EXERCISE TASK:
Can all of these lines be returned exactly?

DATASET RECORDS:
▼▼▼

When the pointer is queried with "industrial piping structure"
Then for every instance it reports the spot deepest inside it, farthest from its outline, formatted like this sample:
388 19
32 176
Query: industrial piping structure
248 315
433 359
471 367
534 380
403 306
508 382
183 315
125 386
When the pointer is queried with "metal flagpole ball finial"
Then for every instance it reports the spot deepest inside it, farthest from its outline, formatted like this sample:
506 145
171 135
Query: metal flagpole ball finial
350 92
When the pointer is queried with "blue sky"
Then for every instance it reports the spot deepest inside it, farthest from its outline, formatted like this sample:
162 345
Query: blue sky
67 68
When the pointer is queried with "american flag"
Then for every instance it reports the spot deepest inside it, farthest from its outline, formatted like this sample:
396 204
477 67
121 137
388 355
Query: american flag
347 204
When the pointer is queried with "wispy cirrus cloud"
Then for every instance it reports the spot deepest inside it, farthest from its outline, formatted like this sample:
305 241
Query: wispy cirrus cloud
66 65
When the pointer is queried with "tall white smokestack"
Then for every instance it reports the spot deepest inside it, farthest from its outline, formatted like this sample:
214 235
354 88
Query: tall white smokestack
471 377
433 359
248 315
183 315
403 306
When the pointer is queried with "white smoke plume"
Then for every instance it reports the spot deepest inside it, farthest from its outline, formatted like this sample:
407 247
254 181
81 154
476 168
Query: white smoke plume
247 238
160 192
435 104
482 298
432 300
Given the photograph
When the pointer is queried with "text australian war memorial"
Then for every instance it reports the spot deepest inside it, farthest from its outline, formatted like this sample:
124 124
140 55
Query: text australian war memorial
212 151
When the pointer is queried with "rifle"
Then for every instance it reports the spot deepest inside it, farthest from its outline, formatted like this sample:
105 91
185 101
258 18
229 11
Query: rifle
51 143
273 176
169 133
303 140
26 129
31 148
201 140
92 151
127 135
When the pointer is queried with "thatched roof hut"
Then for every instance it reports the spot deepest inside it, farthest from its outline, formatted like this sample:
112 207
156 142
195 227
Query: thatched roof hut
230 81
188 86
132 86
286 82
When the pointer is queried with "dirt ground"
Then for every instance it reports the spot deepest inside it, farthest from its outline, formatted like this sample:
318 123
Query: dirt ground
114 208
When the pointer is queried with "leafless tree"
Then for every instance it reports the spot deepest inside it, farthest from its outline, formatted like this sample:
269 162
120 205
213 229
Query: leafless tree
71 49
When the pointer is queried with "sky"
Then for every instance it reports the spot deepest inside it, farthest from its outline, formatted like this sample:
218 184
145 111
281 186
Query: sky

▲▲▲

SOLUTION FOR THIS EXERCISE:
When the pointer is queried with "industrial piping structure"
Then for every instance it reports the spot deepest inside it, farthest from its outline, formatted like this sample:
388 19
32 176
Query: industrial piping structure
248 315
433 359
471 367
534 380
403 306
508 382
183 315
125 386
When the pointer is queried with "metal flagpole ball finial"
Then for every instance it reports the spot deepest inside it, farthest from its outline, formatted like this sample:
506 145
171 135
Query: metal flagpole ball finial
350 92
When the pointer is queried with "blue sky"
Then for every instance it reports the spot deepest inside it, farthest from its outline, formatted like this sample:
162 345
Query: blue sky
67 68
When the pointer is queried with "american flag"
Then for every instance it reports the spot deepest inside it, farthest from its outline, formatted like this sample:
396 204
477 67
121 137
388 355
Query: american flag
347 204
When the pointer is queried with "wispy cirrus cloud"
Then for every instance it reports the spot deepest inside it, farthest from its outline, formatted like this sample:
305 241
Query: wispy cirrus cloud
66 65
When the pointer is queried with "tall white smokestack"
Then for every instance it reports the spot deepest inside it, farthest from its outline, formatted like this sample:
214 235
354 88
Query: tall white smokestack
471 377
433 359
248 315
183 315
403 306
When the pointer is queried with "white smoke plume"
Then for every instance it reports the spot deepest inside it, farthest from its outline, formatted like this sample:
407 247
254 181
81 154
476 168
Query: white smoke plume
247 238
160 192
435 104
482 298
432 300
Given the photograph
When the pointer is queried with "text australian war memorial"
Then for every instance it reports the spot deepest inside it, farthest from its outline, formatted like this sample:
124 124
140 55
Query: text australian war memorial
212 151
When the pointer is queried with "rifle"
Then for every instance it reports the spot deepest inside it, farthest from its outline, formatted like this sample:
105 91
185 101
258 18
229 11
Query: rifle
51 143
273 176
169 133
303 140
26 129
31 148
201 140
92 151
127 135
When the pointer is queried with "thatched roof hut"
Then for every instance it reports the spot deepest inside it, farthest from its outline, formatted like this sample:
112 207
156 142
195 227
Query: thatched roof hut
230 81
188 86
132 86
286 82
When the pointer is queried with "dirt ground"
Then for every instance it reports the spot deepest inside it, farthest from its outline, formatted like this sample:
318 123
Query: dirt ground
114 208
When the pointer is queried with "leafless tree"
Then for every instance it reports the spot deepest inside it, farthest from its outline, formatted like this sample:
269 162
120 205
213 229
Query: leafless tree
71 49
When the pointer is queried with "sky"
Then for every instance it reports the spot deepest inside it, farthest from its outline, formatted like this sample:
218 184
145 111
281 186
Query: sky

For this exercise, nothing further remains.